Ausgewählter Text:

'''

Parlamentswahlen in Italien: Die Fünf-Sterne-Bewegung wird die stärkste Partei

Mrz 05, 2018 at 16:07 513

Die Lage in Italien ist nach den Parlamentswahlen unübersichtlich. Kein Lager verfügt über eine Mehrheit. Das komplizierte Wahlrecht lässt noch keine Angaben zu den endgültigen Stimmanteilen und zur Sitzverteilung zu.

Die Parlamentswahlen haben die Fünf-Sterne-Bewegung (Movimento 5 Stelle) zur stärksten Partei Italiens gemacht. Gemäss den offiziellen, noch inkompletten Auszählungen kommt sie im Abgeordnetenhaus (Camera) auf 32,58% der Stimmen, im Senat (Senato) auf 32,13%. Das reicht nicht, um das Land alleine zur regieren.

Die Demokratische Partei (PD) des populären, jedoch politisch schwachen Ministerpräsidenten Gentiloni und des früheren Ministerpräsidenten Renzi, der auf ein Comeback hoffte, wurde arg zerzaust. Sie kommt noch auf 18,71% der Stimmen im Abgeordnetenhaus, zusammen mit alliierten Kleinparteien auf 22,88%. Im Senat reichte es für 19,15%, zusammen mit den alliierten Kleinparteien für 23%. Bei den Europawahlen 2014 hatte der PD unter der Führung von Renzi noch beachtliche 40,8% der Stimmen geholt! Renzi will angeblich als Chef des PD zurücktreten.

'''

Arbeitsauftrag 1: Übertragen Sie den Satz „Kein Lager verfügt über eine Mehrheit.“ aus dem ausgewählten Text ins Englische.

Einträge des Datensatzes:

'''

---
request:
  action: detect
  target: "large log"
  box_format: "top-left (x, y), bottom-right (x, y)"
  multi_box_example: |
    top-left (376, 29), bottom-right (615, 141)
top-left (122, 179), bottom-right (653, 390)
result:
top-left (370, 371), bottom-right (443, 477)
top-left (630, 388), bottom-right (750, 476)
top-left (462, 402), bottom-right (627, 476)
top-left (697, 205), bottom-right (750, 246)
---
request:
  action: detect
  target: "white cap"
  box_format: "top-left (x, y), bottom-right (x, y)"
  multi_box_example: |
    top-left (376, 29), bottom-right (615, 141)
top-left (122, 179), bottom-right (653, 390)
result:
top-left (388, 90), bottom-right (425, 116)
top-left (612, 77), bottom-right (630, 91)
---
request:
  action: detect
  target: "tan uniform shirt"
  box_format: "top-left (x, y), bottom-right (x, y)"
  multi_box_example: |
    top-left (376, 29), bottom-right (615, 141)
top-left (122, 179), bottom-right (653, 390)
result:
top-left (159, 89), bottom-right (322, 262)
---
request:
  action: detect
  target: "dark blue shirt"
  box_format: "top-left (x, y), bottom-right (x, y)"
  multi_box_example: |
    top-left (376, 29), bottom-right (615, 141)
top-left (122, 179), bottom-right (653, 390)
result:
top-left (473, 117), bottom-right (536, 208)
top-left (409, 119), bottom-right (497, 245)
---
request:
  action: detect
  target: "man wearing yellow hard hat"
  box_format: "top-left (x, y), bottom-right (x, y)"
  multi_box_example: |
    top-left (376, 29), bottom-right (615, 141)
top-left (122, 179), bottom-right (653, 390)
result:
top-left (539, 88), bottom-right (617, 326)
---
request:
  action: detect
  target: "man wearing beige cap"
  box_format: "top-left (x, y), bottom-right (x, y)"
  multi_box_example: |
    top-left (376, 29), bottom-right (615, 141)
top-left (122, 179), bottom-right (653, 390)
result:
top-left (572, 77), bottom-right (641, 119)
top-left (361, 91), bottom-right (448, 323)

'''
'''

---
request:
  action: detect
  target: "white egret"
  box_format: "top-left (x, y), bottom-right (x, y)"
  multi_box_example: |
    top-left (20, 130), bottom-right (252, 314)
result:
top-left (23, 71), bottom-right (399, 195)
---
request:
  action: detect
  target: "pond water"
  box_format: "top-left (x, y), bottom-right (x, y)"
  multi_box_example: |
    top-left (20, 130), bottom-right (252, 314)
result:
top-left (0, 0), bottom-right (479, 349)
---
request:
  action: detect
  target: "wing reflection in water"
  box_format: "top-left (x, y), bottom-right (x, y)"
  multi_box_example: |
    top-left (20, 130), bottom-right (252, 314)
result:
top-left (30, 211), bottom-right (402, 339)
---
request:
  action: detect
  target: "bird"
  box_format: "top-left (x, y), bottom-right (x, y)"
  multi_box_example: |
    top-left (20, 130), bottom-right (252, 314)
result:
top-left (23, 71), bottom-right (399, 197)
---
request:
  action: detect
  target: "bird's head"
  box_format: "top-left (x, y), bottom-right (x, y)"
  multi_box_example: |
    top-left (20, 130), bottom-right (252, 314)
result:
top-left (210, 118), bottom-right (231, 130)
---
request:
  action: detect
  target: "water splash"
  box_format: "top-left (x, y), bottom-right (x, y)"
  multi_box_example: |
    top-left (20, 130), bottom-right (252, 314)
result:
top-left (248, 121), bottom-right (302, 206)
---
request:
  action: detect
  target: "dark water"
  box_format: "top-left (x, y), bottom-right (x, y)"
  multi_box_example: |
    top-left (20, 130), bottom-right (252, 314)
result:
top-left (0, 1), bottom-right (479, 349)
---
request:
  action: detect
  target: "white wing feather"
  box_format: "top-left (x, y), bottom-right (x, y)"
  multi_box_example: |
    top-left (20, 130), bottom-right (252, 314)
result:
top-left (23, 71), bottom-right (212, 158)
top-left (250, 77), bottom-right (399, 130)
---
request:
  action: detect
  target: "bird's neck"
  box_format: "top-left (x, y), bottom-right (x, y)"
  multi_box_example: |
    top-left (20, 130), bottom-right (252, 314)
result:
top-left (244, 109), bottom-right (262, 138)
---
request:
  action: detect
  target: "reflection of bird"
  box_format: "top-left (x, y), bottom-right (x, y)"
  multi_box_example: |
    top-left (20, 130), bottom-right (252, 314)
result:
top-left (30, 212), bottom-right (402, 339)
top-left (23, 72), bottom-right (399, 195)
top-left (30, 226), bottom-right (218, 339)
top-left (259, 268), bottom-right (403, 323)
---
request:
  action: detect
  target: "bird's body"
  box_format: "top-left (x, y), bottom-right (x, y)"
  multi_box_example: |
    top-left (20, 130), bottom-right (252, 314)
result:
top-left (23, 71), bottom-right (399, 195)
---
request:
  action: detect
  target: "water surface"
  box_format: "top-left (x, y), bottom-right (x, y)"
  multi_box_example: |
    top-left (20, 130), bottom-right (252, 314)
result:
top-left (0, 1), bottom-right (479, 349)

'''
'''

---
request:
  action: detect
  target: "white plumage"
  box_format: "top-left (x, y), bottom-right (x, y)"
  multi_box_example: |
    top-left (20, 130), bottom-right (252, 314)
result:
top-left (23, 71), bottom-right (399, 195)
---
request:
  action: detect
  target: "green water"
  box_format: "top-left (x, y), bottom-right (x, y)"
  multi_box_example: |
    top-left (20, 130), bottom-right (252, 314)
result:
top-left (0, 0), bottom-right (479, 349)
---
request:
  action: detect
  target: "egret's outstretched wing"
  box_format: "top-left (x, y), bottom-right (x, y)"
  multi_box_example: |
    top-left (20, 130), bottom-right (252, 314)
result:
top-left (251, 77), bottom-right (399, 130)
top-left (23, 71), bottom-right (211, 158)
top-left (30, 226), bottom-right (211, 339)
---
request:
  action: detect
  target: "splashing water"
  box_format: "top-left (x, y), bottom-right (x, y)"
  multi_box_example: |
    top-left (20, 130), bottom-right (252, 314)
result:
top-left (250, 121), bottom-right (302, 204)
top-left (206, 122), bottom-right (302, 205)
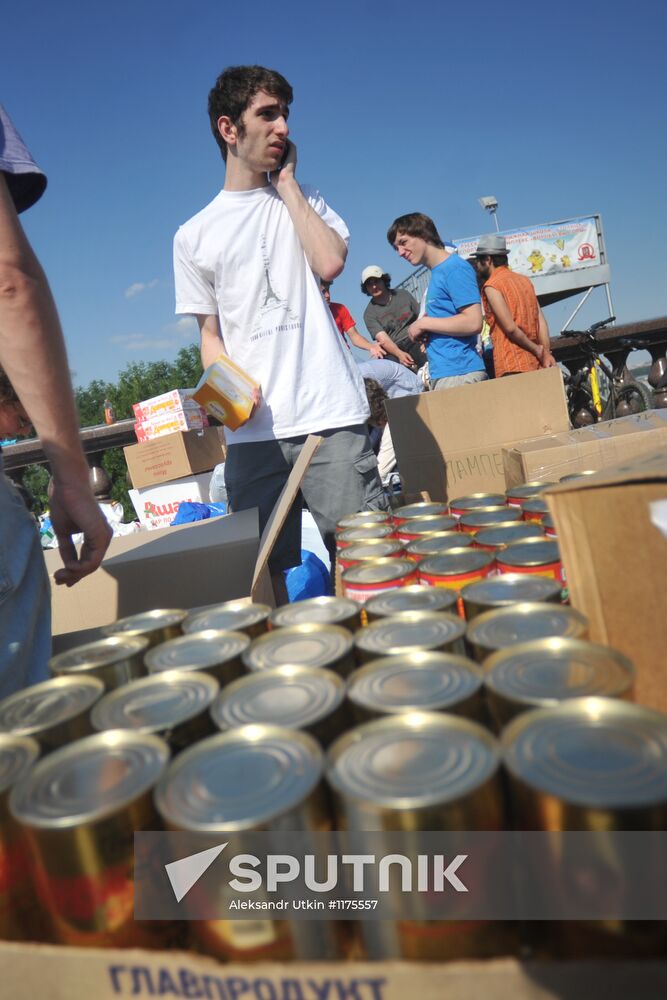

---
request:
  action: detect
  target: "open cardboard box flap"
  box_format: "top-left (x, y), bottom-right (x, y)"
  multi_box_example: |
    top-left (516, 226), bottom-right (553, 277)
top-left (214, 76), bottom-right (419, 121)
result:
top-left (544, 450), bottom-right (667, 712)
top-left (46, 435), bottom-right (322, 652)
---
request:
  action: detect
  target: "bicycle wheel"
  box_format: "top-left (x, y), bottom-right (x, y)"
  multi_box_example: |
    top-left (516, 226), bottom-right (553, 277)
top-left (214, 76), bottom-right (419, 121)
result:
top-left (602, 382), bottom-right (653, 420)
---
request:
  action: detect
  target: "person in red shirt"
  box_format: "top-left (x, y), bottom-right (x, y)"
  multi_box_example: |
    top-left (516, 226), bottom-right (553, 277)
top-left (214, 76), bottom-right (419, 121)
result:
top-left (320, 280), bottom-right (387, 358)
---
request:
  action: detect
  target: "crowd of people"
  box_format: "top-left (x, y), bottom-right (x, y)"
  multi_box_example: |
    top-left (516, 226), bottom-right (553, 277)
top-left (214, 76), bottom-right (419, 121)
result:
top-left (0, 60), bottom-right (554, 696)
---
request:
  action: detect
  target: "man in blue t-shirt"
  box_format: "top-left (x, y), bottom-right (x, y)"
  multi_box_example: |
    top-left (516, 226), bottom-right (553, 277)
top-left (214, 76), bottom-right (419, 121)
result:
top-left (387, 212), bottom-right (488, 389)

'''

Arbeitsauftrag 2: Ermitteln Sie in den obigen Einträgen jede Zeile, in der die Zeichenfolge „blue“ vorkommt, und geben Sie diese Zeilen unverändert wieder.

Lösung 1: No camp has a majority.

Lösung 2:
  target: "dark blue shirt"
  target: "man in blue t-shirt"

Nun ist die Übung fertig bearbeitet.